Selected extract:
·····

Corollary 7 (Bott Periodicity) As a consequence of (iv) we have\displaystyle Cl_{n}(\mathbb{C}) = M_{2^{n}}(\mathbb{C})

if {n} even, and\displaystyle Cl_{n}(\mathbb{C}) = M_{2^{n}}(\mathbb{C}) \times M_{2^{n}}(\mathbb{C})

if {n} is odd.

To work out the case when the underlying field is {\mathbb{R}}. For any field {k} we have the following isomorphisms.

Lemma 8 For any field {k}

  1. {Cl_{n+2,0}(k) \cong Cl_{0,n}(k) \otimes Cl_{2,0}(k) .}
  2. { Cl_{o,n+2}(k) \cong Cl_{n,0}(k) \otimes Cl_{0,2}(k).}

Proof: Let {e_{i}} denote the standard basis of {k^{n+2}} and cannonical generatoring set of the Clifford algebra { Cl_{n+2,0}(k)}.

  1. To get the first isomorphism we simply produce a map given by sending\displaystyle e_{i} \mapsto e_{i} \otimes e_{i}e_{2} \forall 1\leq i \leq nand\displaystyle e_{n+1} \mapsto 1 \otimes e_{1}\displaystyle e_{n+2} \mapsto 1 \otimes e_{2}It is easy to check that the above map is an isomorphism.
  2. is similar to {(i)}.

\Box One can explicitly check some of the lower dimension cases( { n = 0, 1, 2}). Then one can repeatedly use the isomorphisms in previous lemma. One has to work upto dimension {8} when {k= \mathbb{R}}, before one sees the patern, which is called the Bott periodicity. TSome of the calculations are as follows calculations are as follows

  1. {Cl_{0,0}(\mathbb{R}) \cong \mathbb{R}}
  2. {Cl_{1,0}(\mathbb{R})\cong \mathbb{C}}
  3. {Cl_{0,1}(\mathbb{R}) \cong \mathbb{R} \times \mathbb{R}}
  4. {Cl_{2,0}(\mathbb{R}) \cong \mathbb{H}}
  5. {Cl_{0,2}(\mathbb{R}) \cong M_{2}(\mathbb{R})}
  6. {Cl_{3,0}(\mathbb{R}) \cong Cl_{0,1}(\mathbb{R}) \otimes Cl_{2,0}(\mathbb{R})\cong (\mathbb{R} \times \mathbb{R})\otimes \mathbb{H}\cong \mathbb{H}\times \mathbb{H} }
  7. {Cl_{4,0}(\mathbb{R}) \cong Cl_{0,2}(\mathbb{R}) \otimes Cl_{2,0}(\mathbb{R})\cong M_{2}(\mathbb{R})\otimes \mathbb{H}\cong M_{2}(\mathbb{H}) }
  8. In general one gets,
    {Cl_{n+4,0}(\mathbb{R}) \cong Cl_{0,n+2}(\mathbb{R}) \otimes Cl_{2,0} \cong Cl_{n,0}(\mathbb{R}) \otimes Cl_{0,2}(\mathbb{R}) \otimes Cl_{2,0}(\mathbb{R})}

Putting all these observations together we get

Theorem 9 The Bott periodicity in case of real number looks like\displaystyle Cl_{8k+r}(\mathbb{R}) = \left\lbrace \begin{array}{cccccc} M_{2^{4k}}(\mathbb{R})& r=0\\ M_{2^{4k}}(\mathbb{C})& r=1\\ M_{2^{4k}}(\mathbb{H})& r=2\\ M_{2^{4k}}(\mathbb{H}) \times M_{2^{4k}}(\mathbb{H})& r=3\\ M_{2^{4k+1}}(\mathbb{H})& r=4\\ M_{2^{4k+2}}(\mathbb{C})& r=5\\ M_{2^{4k+3}}(\mathbb{R})& r=6\\ M_{2^{4k+3}}(\mathbb{R}) \times M_{2^{4k+3}}(\mathbb{R})& r=7\\ \end{array} \right.

·····

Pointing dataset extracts
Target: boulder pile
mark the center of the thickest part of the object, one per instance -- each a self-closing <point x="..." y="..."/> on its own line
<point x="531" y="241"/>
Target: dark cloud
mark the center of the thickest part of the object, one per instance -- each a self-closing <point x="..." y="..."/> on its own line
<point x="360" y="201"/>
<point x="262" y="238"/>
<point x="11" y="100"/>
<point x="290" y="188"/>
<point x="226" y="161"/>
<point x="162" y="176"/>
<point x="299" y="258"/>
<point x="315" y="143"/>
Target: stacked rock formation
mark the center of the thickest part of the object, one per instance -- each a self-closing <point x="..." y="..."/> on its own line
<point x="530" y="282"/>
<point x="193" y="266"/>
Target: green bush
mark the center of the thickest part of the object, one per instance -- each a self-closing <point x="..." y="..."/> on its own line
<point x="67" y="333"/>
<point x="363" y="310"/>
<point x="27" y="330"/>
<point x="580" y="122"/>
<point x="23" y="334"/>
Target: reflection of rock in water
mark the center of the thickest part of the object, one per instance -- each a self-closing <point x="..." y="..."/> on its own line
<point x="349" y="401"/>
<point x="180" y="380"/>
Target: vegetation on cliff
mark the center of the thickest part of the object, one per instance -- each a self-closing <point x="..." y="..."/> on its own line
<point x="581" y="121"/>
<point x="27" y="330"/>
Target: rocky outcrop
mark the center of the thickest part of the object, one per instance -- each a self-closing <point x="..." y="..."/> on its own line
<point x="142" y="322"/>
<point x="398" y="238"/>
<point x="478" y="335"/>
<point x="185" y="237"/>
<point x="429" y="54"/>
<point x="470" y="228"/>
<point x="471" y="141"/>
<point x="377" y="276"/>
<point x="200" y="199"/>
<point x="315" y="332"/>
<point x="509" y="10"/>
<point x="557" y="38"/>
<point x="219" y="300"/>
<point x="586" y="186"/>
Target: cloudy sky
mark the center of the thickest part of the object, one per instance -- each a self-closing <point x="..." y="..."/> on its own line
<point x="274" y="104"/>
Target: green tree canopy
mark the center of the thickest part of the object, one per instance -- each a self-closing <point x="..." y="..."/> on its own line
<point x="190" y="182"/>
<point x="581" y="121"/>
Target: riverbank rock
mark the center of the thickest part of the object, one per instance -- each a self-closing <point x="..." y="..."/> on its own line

·····

Request 1:
According to the Clifford algebra notes, up to what dimension must one work when k is the real numbers before the Bott periodicity pattern appears?
Request 2:
Put the rows from the line with "Target: riverbank rock" through the last line of the rows into a numbered list, leaving out any blank lines.
The rows have no connection to the Clifford algebra notes.

Full response 1:
Up to dimension 8.

Full response 2:
1. Target: riverbank rock
2. mark the center of the thickest part of the object, one per instance -- each a self-closing <point x="..." y="..."/> on its own line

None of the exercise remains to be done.